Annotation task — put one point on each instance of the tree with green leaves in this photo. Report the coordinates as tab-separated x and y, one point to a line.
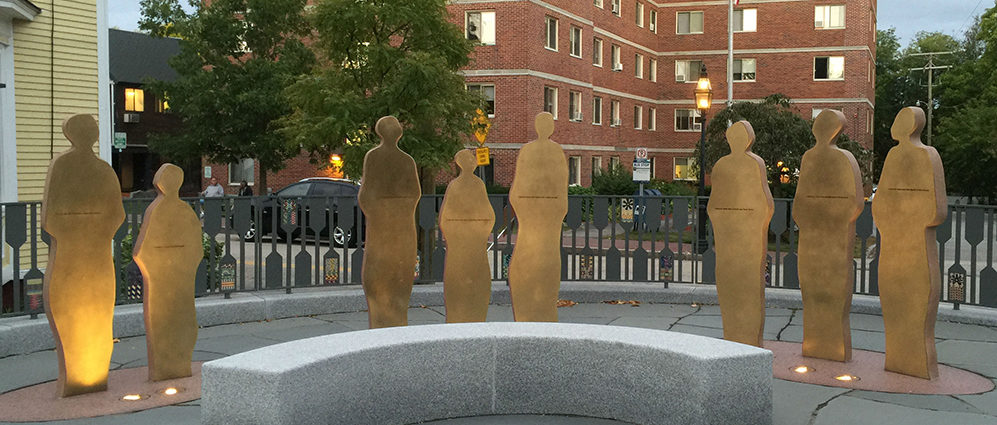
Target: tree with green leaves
237	58
781	136
384	58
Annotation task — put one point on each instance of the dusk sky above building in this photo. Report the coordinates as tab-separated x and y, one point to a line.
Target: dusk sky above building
952	17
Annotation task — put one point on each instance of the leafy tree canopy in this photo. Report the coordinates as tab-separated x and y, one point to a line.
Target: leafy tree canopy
384	58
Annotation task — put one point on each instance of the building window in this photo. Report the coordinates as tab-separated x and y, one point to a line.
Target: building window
576	41
550	100
829	17
689	23
829	68
597	110
575	170
242	170
488	92
597	51
134	100
687	71
614	113
746	20
683	169
481	27
551	33
575	106
744	70
688	120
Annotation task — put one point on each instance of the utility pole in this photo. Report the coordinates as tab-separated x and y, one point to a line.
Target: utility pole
930	68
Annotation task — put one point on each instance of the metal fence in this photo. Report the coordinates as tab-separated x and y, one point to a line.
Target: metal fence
269	243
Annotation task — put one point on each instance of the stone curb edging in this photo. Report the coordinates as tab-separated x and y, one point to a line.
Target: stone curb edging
21	335
421	373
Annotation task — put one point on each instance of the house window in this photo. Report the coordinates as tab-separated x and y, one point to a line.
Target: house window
575	105
481	27
597	51
242	170
134	100
575	170
746	20
687	71
688	120
614	113
744	70
550	100
829	68
829	17
576	41
689	23
551	33
488	92
597	110
683	169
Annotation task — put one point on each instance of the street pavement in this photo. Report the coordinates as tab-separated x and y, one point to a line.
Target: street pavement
969	347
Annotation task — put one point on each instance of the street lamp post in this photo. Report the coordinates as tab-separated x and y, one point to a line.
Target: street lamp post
704	98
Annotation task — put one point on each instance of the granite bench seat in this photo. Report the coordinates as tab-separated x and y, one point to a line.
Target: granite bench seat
420	373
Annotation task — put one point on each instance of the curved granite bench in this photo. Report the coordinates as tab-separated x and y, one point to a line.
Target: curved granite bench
420	373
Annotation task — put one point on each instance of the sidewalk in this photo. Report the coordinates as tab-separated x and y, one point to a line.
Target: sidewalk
969	347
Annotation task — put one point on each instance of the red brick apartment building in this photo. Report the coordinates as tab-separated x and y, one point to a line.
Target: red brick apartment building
620	74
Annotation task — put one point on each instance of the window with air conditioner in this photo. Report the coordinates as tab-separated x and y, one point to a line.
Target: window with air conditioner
687	71
480	27
688	120
689	23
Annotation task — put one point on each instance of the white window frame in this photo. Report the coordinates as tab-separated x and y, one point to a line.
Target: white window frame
553	109
547	27
826	12
692	127
690	13
744	14
828	71
575	106
481	31
754	63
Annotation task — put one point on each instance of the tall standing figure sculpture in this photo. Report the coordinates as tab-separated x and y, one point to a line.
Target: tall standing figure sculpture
81	210
388	197
539	195
828	201
740	208
909	204
168	250
466	220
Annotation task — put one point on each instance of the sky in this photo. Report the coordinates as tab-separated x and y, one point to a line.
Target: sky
952	17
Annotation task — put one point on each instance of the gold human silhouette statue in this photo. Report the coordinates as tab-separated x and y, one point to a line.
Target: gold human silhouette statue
909	205
466	220
168	250
388	197
828	201
81	210
740	208
539	195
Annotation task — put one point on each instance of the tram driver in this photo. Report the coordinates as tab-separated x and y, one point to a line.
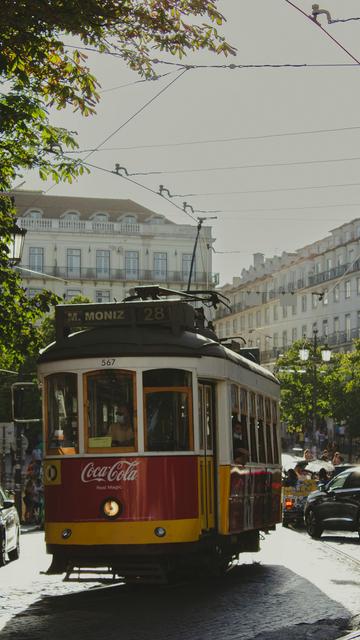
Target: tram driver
121	430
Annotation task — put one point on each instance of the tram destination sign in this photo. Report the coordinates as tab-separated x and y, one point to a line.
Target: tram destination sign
175	314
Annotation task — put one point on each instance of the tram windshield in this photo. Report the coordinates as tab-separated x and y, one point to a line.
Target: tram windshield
110	415
62	413
168	410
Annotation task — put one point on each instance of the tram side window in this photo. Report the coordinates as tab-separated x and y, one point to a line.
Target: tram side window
206	418
168	410
111	415
62	412
260	427
275	431
239	425
270	457
252	409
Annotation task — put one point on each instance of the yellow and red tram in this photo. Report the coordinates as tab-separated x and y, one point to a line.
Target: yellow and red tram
162	446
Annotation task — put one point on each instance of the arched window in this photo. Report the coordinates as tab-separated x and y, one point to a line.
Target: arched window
34	214
100	216
129	220
70	215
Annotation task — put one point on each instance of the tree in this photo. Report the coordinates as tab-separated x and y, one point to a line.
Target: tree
19	335
38	70
304	389
344	384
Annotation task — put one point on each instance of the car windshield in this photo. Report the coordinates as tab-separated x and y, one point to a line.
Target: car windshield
339	480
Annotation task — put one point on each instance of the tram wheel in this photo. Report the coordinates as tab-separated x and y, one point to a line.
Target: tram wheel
312	527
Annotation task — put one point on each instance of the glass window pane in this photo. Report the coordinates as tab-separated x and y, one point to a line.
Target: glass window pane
205	417
73	262
111	416
167	420
62	411
36	258
160	266
167	378
131	265
252	406
102	263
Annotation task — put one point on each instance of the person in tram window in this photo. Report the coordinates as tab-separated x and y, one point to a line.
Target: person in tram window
240	450
121	430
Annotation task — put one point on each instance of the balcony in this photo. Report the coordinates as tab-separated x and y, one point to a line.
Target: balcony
56	225
121	275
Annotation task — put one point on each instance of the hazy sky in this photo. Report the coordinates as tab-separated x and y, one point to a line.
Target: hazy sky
273	211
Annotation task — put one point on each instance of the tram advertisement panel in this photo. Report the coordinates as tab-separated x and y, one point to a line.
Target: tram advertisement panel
148	488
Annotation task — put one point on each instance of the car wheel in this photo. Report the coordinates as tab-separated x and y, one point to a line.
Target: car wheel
312	527
15	553
3	554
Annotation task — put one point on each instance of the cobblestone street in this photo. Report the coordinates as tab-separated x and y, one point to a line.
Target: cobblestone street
295	586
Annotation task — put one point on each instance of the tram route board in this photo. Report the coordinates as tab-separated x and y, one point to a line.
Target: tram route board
176	315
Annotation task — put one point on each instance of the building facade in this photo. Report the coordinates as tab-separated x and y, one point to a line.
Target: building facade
102	247
279	300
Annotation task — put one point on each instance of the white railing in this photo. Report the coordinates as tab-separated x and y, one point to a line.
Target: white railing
91	226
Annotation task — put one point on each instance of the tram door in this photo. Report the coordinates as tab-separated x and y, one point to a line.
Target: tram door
206	460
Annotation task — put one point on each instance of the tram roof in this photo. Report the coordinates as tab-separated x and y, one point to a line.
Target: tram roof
155	328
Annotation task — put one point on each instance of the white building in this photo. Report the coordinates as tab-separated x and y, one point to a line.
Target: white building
102	247
281	299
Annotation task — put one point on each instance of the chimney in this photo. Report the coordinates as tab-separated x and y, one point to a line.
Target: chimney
258	260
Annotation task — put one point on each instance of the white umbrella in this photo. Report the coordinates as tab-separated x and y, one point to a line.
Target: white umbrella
314	466
289	462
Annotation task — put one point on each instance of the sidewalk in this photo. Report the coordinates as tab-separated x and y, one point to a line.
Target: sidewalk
28	528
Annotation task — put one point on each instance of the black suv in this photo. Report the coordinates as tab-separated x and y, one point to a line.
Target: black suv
336	505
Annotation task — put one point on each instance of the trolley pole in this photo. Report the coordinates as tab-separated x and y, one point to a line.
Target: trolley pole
200	223
18	467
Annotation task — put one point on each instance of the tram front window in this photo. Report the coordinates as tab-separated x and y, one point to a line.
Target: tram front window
110	409
168	410
62	412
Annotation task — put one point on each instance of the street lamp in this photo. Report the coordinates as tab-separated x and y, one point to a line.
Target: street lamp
16	244
307	354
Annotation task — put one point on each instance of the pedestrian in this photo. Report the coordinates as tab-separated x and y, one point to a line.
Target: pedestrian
337	458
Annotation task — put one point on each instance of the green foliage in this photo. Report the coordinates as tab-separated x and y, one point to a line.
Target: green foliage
304	388
336	392
19	335
38	70
344	385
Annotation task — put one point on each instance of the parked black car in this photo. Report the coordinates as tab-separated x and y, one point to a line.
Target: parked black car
336	505
9	529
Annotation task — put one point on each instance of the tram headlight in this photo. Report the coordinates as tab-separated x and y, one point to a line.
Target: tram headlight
111	508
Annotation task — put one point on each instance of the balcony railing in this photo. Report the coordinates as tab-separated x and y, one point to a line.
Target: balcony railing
109	228
115	275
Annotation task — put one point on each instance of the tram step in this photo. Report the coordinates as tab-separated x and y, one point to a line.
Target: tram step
132	573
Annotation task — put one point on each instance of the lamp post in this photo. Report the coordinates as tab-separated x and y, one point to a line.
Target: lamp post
16	244
311	355
15	249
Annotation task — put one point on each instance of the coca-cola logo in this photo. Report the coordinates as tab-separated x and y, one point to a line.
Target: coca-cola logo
124	470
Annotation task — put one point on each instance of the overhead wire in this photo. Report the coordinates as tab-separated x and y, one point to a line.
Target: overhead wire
142	186
245	166
144	106
223	140
314	21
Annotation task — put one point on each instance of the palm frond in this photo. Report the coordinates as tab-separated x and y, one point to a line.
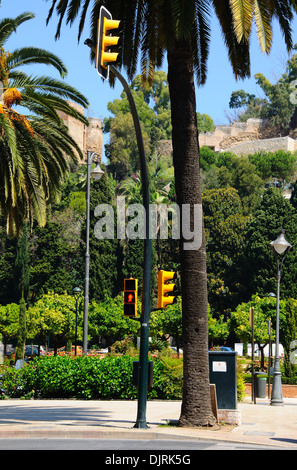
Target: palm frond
29	55
242	14
263	19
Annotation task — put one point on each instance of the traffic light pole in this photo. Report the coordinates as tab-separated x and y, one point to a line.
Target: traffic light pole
145	315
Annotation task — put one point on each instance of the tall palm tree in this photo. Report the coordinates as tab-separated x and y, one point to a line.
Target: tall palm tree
181	29
35	147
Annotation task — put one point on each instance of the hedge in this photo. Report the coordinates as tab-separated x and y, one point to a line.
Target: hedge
92	378
89	378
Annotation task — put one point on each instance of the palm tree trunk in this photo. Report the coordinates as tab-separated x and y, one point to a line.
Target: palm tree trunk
196	404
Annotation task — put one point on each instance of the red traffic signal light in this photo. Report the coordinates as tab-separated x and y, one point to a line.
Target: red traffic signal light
130	297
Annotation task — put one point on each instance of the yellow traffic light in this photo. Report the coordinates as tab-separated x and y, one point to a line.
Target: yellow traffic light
166	290
130	297
105	41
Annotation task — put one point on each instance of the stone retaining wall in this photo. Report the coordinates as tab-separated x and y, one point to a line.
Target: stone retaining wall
265	145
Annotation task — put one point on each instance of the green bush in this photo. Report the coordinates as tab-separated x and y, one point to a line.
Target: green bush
86	377
92	378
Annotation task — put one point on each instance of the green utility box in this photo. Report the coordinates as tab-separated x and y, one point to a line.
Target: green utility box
223	373
136	374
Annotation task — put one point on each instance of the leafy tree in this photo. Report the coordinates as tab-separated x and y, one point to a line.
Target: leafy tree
53	317
9	322
22	331
218	328
225	225
278	104
205	123
273	212
21	267
264	309
107	320
279	164
33	147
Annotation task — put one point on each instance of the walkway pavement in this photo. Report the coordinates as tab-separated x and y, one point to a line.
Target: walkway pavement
260	422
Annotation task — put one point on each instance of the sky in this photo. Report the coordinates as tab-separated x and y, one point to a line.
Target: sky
212	98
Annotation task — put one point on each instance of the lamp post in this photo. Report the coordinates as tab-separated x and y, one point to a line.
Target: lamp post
--*--
(What to work on): Extract, unchanged, the closing run of lines that opens with the line containing "the yellow traffic" and ends with the last line.

(Solved exercise):
Annotation task — put one point on each instance of the yellow traffic light in this photo. Report the coordinates as tab-separated x and y, one point to a line.
Target: yellow traffic light
166	290
130	297
105	41
Annotation task — put one point on each instance of the stone retaining wall in this photo. Report the coordinates as tab-separated x and y, one point to a line.
Target: stone retaining wall
265	145
Annotation task — put one point on each instance of the green bush in this photo. Report the coordinates as tab-separated x and y, one point to a line.
Target: green bush
86	377
92	378
Annotation task — put one point on each instance of the green utility box in this photo. Report the coordinates as tab-separated x and y, one point to a line.
Target: green utility box
223	373
136	374
Annotation task — put one point on each instance of the leafy tree in this photo. Report the coordinates as tab-separated x and y, one point to a line.
Target: leafy tree
53	317
9	322
22	331
218	328
225	225
278	104
205	123
273	212
21	267
264	309
107	320
279	164
33	147
Annotation task — put one point on each instance of the walkway pavement in this photo. Report the coordinates as tab-separated x and y, one point to a line.
Target: walkway pavement
260	422
Annotation task — put one point on each instance of the sky in this photo. Report the coordinates as tab-separated x and y, one point to a line.
Target: sky
212	98
Annotation task — put one point on each instance of the lamp post in this photo. Report the coordinates as tab-separated x and y, one point to a line.
Target: lamp post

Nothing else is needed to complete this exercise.